Copy the lines from the one containing "dove's neck, imagine" through the end of the records, swapping "largest disc" for "biggest circle" and leaving everything else unchanged.

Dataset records

++++

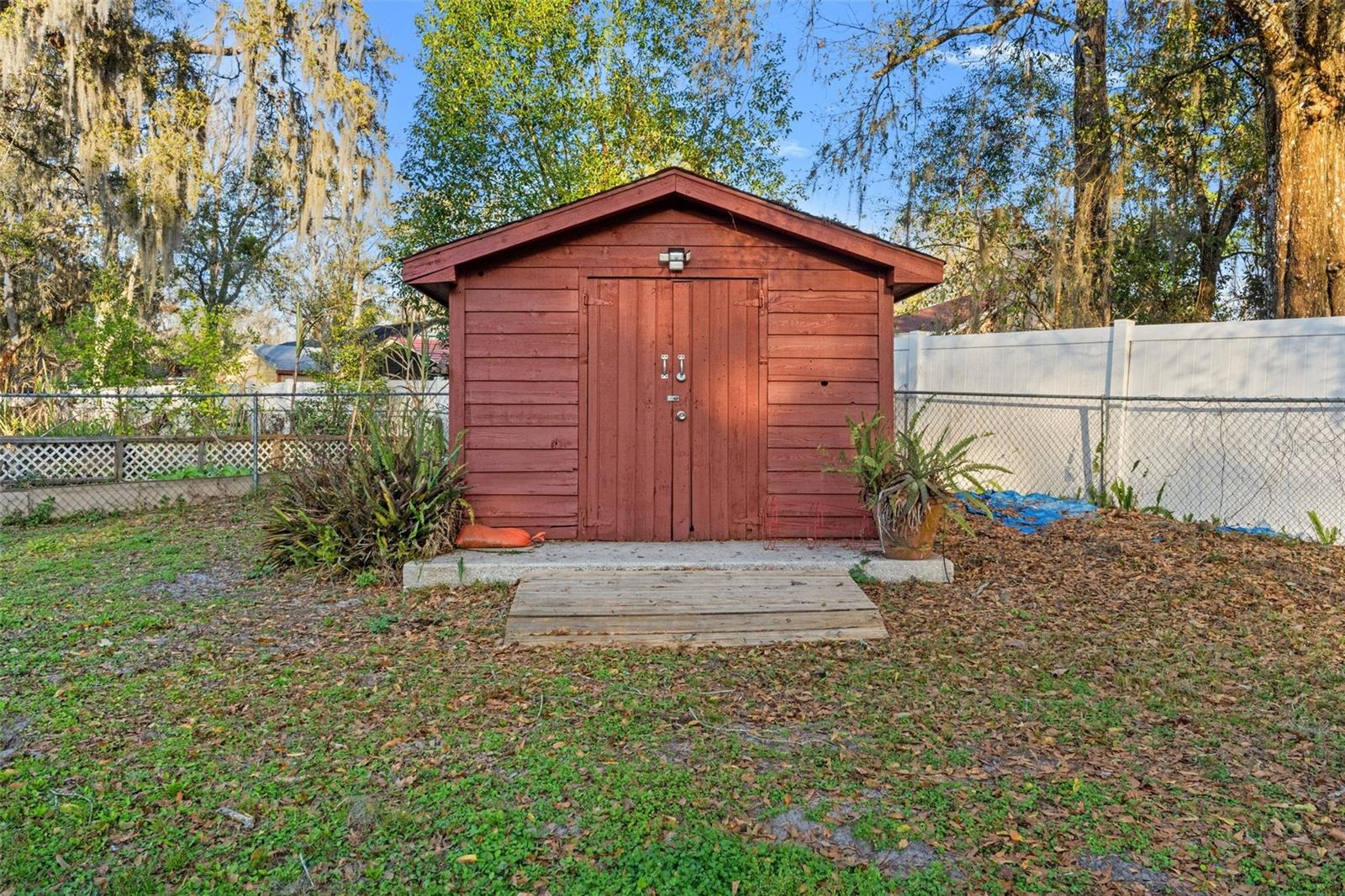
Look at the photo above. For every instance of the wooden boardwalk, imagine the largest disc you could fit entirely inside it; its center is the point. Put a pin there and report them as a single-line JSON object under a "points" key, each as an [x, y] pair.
{"points": [[690, 607]]}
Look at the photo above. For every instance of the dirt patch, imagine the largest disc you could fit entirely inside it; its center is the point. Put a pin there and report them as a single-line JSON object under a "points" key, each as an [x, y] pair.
{"points": [[11, 737], [205, 584], [841, 844], [1125, 871]]}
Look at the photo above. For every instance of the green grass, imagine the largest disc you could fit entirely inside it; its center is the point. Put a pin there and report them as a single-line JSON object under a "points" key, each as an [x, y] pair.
{"points": [[1181, 709]]}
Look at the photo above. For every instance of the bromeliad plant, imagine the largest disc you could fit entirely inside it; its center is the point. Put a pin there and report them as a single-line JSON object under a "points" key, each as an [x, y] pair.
{"points": [[393, 494], [907, 478]]}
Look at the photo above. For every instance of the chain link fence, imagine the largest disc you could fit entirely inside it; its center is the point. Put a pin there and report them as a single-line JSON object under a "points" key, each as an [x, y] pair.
{"points": [[71, 454], [1237, 461], [1242, 461]]}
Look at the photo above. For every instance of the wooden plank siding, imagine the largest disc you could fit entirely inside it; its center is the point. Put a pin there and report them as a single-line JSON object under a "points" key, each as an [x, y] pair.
{"points": [[825, 366], [520, 387], [520, 366]]}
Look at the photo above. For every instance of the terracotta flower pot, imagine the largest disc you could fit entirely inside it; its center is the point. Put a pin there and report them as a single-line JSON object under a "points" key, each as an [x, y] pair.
{"points": [[915, 542]]}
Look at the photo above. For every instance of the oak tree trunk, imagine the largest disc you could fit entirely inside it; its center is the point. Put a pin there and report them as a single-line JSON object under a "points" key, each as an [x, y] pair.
{"points": [[1306, 143], [1305, 138], [1093, 232]]}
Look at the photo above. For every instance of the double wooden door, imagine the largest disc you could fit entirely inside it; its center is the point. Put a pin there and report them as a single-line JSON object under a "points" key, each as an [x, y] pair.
{"points": [[674, 412]]}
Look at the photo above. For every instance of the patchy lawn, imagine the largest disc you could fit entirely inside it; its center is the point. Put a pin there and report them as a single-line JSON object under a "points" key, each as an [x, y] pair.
{"points": [[1114, 704]]}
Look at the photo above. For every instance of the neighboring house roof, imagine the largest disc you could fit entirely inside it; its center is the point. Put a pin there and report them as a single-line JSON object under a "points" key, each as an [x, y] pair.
{"points": [[436, 349], [282, 356], [908, 271], [939, 318]]}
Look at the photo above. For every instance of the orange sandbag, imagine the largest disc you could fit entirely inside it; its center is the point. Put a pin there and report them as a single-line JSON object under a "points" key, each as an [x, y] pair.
{"points": [[479, 535]]}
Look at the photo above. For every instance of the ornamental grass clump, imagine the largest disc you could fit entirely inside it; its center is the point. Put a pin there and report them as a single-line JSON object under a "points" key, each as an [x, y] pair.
{"points": [[393, 494], [905, 478]]}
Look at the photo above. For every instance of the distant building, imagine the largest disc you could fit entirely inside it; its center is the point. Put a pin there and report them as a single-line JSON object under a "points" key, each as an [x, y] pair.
{"points": [[279, 362], [945, 316]]}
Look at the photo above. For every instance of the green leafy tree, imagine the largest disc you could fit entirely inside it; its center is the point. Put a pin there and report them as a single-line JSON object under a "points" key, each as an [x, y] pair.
{"points": [[533, 104], [107, 342], [1194, 165], [120, 108]]}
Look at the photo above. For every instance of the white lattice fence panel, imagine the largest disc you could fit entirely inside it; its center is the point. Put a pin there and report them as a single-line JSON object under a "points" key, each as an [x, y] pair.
{"points": [[55, 461], [229, 454], [289, 454], [145, 461]]}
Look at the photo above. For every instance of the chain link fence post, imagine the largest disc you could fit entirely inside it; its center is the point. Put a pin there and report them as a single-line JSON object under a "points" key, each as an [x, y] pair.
{"points": [[256, 432]]}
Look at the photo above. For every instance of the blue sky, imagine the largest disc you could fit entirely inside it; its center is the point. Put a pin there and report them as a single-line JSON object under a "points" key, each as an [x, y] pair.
{"points": [[396, 20]]}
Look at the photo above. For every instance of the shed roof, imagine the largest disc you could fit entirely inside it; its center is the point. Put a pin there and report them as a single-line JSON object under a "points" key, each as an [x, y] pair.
{"points": [[908, 271]]}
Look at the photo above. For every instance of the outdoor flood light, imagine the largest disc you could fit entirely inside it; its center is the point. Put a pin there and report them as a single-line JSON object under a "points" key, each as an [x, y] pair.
{"points": [[676, 259]]}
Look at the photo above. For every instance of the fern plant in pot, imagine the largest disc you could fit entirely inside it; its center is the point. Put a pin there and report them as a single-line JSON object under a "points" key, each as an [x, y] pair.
{"points": [[911, 479]]}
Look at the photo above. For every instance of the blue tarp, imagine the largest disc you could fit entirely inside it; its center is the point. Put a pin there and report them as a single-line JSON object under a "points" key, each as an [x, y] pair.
{"points": [[1029, 513], [1250, 530]]}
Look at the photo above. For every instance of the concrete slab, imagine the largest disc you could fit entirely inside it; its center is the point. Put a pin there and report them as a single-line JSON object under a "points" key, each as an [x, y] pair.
{"points": [[464, 567]]}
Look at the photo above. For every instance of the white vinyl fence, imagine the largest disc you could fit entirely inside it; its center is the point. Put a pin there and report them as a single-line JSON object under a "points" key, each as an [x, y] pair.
{"points": [[1239, 421]]}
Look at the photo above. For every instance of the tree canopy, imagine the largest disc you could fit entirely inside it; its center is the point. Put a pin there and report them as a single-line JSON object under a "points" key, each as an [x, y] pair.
{"points": [[530, 105]]}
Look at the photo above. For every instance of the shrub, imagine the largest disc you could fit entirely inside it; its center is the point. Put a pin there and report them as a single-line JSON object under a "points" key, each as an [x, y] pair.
{"points": [[903, 477], [394, 494]]}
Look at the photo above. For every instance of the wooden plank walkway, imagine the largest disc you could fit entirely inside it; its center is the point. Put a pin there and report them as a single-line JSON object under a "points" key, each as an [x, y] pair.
{"points": [[690, 607]]}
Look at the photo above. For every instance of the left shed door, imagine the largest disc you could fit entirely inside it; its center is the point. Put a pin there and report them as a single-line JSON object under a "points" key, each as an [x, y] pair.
{"points": [[629, 445]]}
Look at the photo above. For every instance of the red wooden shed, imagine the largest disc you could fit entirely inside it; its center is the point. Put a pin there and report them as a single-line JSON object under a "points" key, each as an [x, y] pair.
{"points": [[663, 360]]}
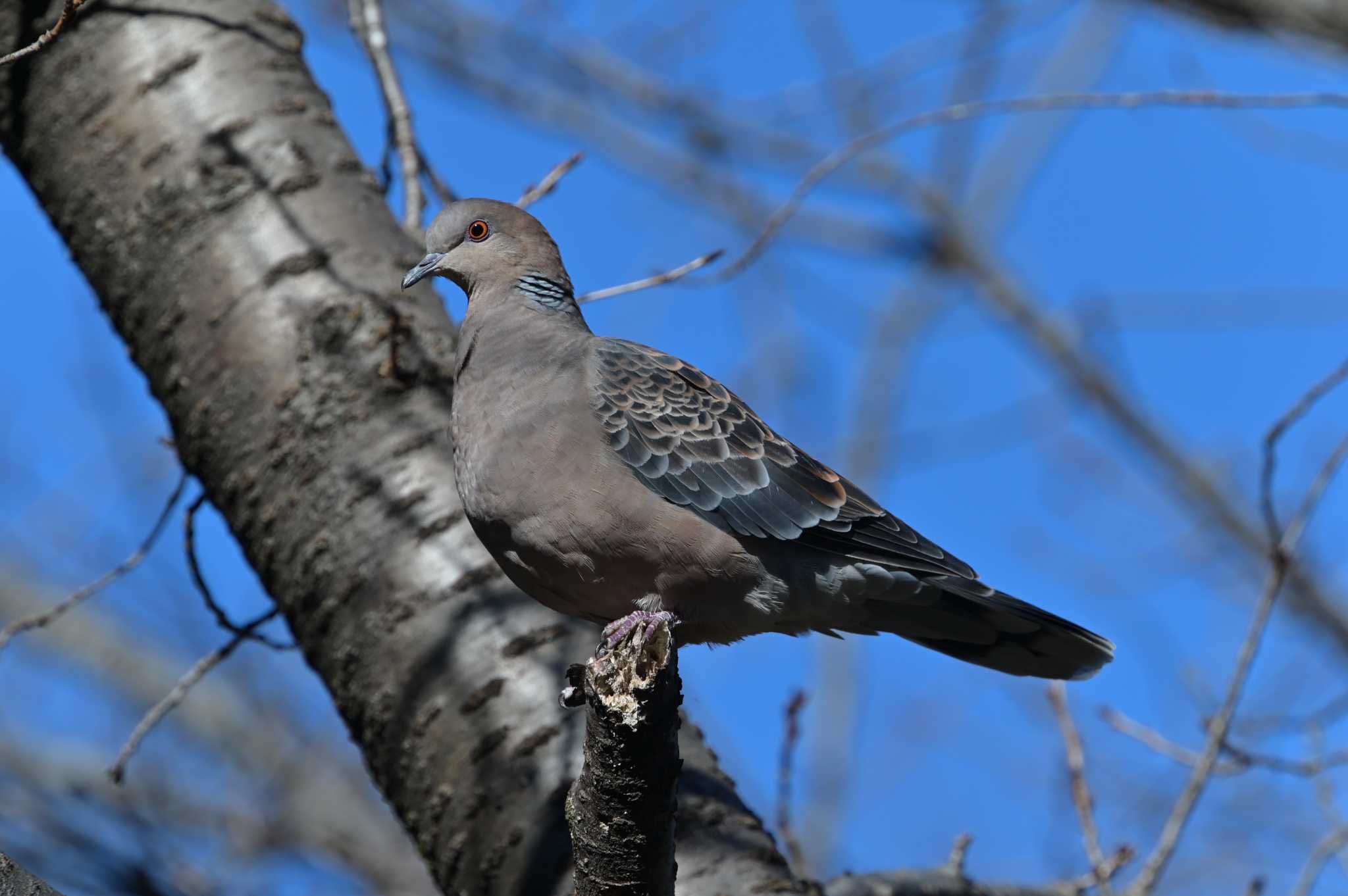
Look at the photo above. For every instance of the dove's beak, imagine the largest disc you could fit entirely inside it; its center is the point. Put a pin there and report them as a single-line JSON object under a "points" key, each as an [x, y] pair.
{"points": [[423, 268]]}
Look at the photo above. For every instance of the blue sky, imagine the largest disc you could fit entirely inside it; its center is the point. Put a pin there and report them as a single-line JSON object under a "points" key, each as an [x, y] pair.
{"points": [[1199, 253]]}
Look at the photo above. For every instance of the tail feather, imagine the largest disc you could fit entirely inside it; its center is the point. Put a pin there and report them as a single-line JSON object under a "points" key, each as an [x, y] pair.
{"points": [[981, 626]]}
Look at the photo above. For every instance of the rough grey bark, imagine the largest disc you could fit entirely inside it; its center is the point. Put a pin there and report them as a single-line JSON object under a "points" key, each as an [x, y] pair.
{"points": [[243, 253], [621, 809], [1326, 20], [15, 882], [246, 257]]}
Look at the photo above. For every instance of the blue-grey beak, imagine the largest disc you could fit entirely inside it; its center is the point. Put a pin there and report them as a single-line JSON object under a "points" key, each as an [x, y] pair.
{"points": [[423, 268]]}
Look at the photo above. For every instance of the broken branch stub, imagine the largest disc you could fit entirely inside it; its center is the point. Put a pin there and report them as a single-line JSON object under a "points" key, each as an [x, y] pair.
{"points": [[621, 810]]}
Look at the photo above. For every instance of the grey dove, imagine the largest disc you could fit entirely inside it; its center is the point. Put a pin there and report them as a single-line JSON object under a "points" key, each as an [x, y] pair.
{"points": [[612, 482]]}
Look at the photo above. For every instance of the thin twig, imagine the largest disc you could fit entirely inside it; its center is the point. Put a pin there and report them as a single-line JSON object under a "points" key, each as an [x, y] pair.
{"points": [[783, 780], [959, 855], [367, 20], [444, 191], [1040, 103], [68, 12], [1281, 562], [1295, 414], [549, 181], [1080, 789], [1164, 745], [1088, 882], [1330, 845], [180, 691], [38, 620], [660, 279], [189, 531]]}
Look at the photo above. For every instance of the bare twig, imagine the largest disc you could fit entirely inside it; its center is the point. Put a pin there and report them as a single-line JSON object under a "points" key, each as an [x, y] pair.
{"points": [[38, 620], [1080, 789], [549, 182], [1281, 562], [959, 855], [180, 691], [189, 530], [1092, 879], [783, 780], [1040, 103], [1332, 844], [660, 279], [1160, 743], [367, 20], [1297, 411], [68, 12], [1239, 759]]}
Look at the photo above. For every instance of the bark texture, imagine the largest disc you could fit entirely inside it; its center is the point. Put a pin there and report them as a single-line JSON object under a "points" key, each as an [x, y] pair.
{"points": [[244, 254], [15, 882], [621, 809]]}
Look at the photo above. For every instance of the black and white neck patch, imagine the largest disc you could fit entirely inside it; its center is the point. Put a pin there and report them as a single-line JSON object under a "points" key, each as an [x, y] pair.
{"points": [[546, 291]]}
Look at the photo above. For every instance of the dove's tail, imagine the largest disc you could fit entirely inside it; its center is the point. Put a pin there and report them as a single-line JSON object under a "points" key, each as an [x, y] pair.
{"points": [[977, 624]]}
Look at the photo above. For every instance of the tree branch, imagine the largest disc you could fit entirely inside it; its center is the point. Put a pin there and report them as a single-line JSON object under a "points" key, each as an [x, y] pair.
{"points": [[15, 882], [621, 809], [1281, 562], [367, 22], [68, 12], [253, 268]]}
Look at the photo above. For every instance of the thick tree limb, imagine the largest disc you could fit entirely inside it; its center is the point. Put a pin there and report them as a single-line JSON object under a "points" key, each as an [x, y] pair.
{"points": [[621, 809], [15, 882], [248, 261]]}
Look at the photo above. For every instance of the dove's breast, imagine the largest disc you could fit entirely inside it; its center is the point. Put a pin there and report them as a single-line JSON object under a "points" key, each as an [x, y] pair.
{"points": [[567, 518]]}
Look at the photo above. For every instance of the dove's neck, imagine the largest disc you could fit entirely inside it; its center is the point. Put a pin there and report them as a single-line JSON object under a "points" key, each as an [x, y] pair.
{"points": [[529, 334]]}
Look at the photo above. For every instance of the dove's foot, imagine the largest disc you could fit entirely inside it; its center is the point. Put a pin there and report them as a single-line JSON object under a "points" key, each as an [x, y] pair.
{"points": [[618, 630], [573, 694]]}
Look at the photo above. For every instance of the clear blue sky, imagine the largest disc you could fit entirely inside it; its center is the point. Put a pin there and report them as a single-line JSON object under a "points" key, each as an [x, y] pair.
{"points": [[1205, 249]]}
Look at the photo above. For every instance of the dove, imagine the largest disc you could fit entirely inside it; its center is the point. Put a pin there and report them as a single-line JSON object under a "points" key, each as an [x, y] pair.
{"points": [[619, 484]]}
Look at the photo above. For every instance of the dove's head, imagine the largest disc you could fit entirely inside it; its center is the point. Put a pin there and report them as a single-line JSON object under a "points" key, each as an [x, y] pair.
{"points": [[482, 244]]}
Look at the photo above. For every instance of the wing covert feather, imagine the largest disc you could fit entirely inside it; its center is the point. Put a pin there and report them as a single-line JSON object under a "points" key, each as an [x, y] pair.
{"points": [[698, 445]]}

++++

> _CORRECT RESPONSE_
Look at the photo above. For every instance of the dove's neck, imagine the biggest circle you could fit entirely inside it; its center is the point. Put a pin there and report them as a single-line JSON object under a "points" key, each as an [x, y] pair.
{"points": [[529, 334]]}
Look at the photo above. For every instance of the dove's foot, imagine the biggest circle you could fit entirely inside it; its center is the point. Put a pin there and report them as a single-line JSON object under a "points" key, each as an [x, y] pair.
{"points": [[618, 630], [573, 694]]}
Look at the photo above. For every instance of the clear blue sky, imagine the biggest circle you could fit entirely inside it; its center is the point. Put a pin there and report them as a single-line JSON object under a "points" key, each as an [x, y] pair.
{"points": [[1205, 249]]}
Look at the photo above. For every instance of the dove, imagine the biggest circle you could fit entirely inside it; its center is the point. Put a pin there and report them as a single-line JSON object under a "points" key, each as an [x, y] pair.
{"points": [[619, 484]]}
Look at the photo above. For every instance of the dove's head, imagine the biggest circle you could fit entirely inside it; its center is the point. Put a pin there and report them as a single-line JSON object under a "points" key, each as an [x, y] pair.
{"points": [[482, 244]]}
Look at the photo above. For every instance of the wing covert feather, imagine the biggest circle you could fit entirely inside it; its center is the point. Put a pin there and report them as a single-line JSON object under a "points" key, each as an [x, y] pair.
{"points": [[698, 445]]}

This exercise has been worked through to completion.